## [Texto de leitura]
···
Há um documento, citado por Carvalho
Franco, onde aparece o ano de fundação da Laguna. Ele está transcrito quase que
integralmente no livro Bandeiras e Bandeirantes de São Paulo – Cia.
Editora Nacional – Col. Brasileira – Vol. 181 – S. Paulo, 1940 – págs. 282/3/4.
Trata-se de uma petição ao Rei, assinada
por Francisco de Brito Peixoto, o capitão-mor da Laguna, o filho do fundador e
presente quando da fundação da póvoa, e anexa à provisão-régia de 6 de
fevereiro de 1714.
Em minha humilde opinião, dos mais
importantes documentos sobre a fundação da Laguna, de valor incalculável
historicamente, porque é um depoimento, fonte primária insofismável - lembra do post anterior? - mesmo sendo feito 38 anos depois dos acontecimentos,
que narra pormenores, como tempo desprendido da viagem pelos Brito Peixoto desde
Santos, o ano, a quantidade de gente que trouxe, a morte do irmão Sebastião de
Brito Guerra e a do pai Domingos de Brito Peixoto na Vila da Laguna.
O documento prova que a data, o ano de
fundação da Póvoa de Santo Antônio dos Anjos da Laguna não foi
escolhido aleatoriamente por alguns historiadores e legisladores três séculos
depois visando comemorações de aniversário.
Cabral transcreve a petição e também o
fazemos aqui:
“Diz o Capitão Francisco de Brito
Peixoto, morador na povoação de Santo Antônio dos Anjos, que fez e descobriu
para as bandas do sul, em distância de cento e vinte léguas da Vila de Santos,
que ele teve tão grandes desejos de merecer no serviço de Vossa Majestade e de
lhe dilatar o Império, que, sendo das principais e mais abastadas famílias de
todas aquelas vilas do sul, deixou sua casa e a própria mãe e se foi com outro
seu irmão mais moço, chamado Sebastião de Brito Guerra, que era tenente da
Ordenança, em companhia de seu pai, o Capitão Domingos de Brito Peixoto, a
descobrir novas terras que não fossem de pessoa alguma habitadas, e com efeito,
NO ANO DE 1676 saíram da Vila de Santos, donde eram moradores, levando
consigo cinquenta escravos seus, com os quais bem feitorizavam as suas
fazendas, que deixaram incultas e todo o mantimento necessário para a dita
gente, e para dez homens brancos, que com ela iam, como também outras armas e
provimento bastante de pólvora e chumbo, e ferramentas condizentes para o
rompimento dos matos e feitorias de embarcações, em que fizeram uma despesa tão
grande como se considera, e com este apresto saiu da dita Vila, em que meteu
mantimento e mais ferramentas necessárias, dando-lhes ordem fossem dar fundos
defronte da paragem chamada Lagoa dos Patos, e que aí estivessem, até que o
suplicante, seu pai e irmão chegassem, para lhe apontarem a paragem em que iam
desembarcar, que o dito seu pai já tinha sabido, por ter de antes ido examinar
o dito sítio, e depois que gastaram quatros meses no caminho com romper os
matos e buscar as passagens, foi o mesmo suplicante com os mais dar no sítio da
Lagoa dos Patos, com imenso trabalho de tão áspero e dilatado caminho... e
nesta viagem lhe morreram mais de vinte e cinco escravos... e assim chegou
ao dito sítio da Laguna, fez pôr em terra os mantimentos e ferramentas que
pelo mar tinha mandado na fragata, fundando povoação... dando o pai do
suplicante notícia ao Sereníssimo Senhor Rei Dom Pedro, que a glória haja, pai
de Vossa Majestade, que Deus guarde, foi servido mandar-lhe agradecer por carta
este novo descobrimento e povoação, o que fez com promessa de lho remunerar, a
qual carta se perdeu em uma das ditas embarcações, porém a viram muitas pessoas
que dela testemunharão, e assim o dito seu pai, como o suplicante, enquanto foi
vivo, gastaram muita fazenda neste descobrimento, e nele lhe morreu o outro
filho solteiro, o tenente Sebastião de Brito Guerra, com muita quantidade de
escravos, que lhe mataram e se perderam, e o dito capitão Domingos de Brito
Peixoto, pai do suplicante se faleceu na mesma povoação, depois do dito seu
filho, e por sua morte nenhum outro varão lhe ficou mais que o suplicante,
Francisco de Brito Peixoto”.
···
[Linhas de um conjunto de rotulagem de pontos]
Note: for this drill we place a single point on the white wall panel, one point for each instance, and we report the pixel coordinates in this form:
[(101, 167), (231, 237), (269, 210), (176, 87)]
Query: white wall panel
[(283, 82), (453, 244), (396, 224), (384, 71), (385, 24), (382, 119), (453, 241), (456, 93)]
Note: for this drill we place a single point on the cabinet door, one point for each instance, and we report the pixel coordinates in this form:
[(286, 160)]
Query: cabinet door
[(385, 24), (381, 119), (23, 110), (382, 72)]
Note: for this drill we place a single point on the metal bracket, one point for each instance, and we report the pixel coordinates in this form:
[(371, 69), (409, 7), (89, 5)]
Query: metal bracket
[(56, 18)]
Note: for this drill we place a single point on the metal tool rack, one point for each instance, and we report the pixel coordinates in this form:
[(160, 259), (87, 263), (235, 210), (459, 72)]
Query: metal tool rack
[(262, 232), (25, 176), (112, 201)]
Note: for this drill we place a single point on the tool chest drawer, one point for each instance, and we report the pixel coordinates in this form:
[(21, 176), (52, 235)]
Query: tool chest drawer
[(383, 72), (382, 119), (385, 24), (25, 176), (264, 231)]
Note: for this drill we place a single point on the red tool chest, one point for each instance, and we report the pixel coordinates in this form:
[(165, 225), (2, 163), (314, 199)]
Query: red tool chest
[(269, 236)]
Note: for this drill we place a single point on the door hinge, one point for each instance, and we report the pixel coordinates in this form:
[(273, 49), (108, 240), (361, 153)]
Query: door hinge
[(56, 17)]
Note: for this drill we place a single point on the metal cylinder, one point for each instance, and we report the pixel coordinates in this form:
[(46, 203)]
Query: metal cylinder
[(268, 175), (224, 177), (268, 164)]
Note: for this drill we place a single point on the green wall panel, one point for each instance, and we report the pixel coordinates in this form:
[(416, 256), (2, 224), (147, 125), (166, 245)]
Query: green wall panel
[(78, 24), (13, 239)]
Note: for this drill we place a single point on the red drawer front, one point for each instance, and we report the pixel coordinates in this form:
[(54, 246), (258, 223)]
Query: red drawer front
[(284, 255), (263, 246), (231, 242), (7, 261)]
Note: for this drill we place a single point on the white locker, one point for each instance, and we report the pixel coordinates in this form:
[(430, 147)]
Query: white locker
···
## [Enunciado]
Segundo o texto sobre a fundação da Laguna, em que ano os Brito Peixoto saíram da Vila de Santos? As linhas provêm de uma fonte diferente.

## [Resposta]
Em 1676.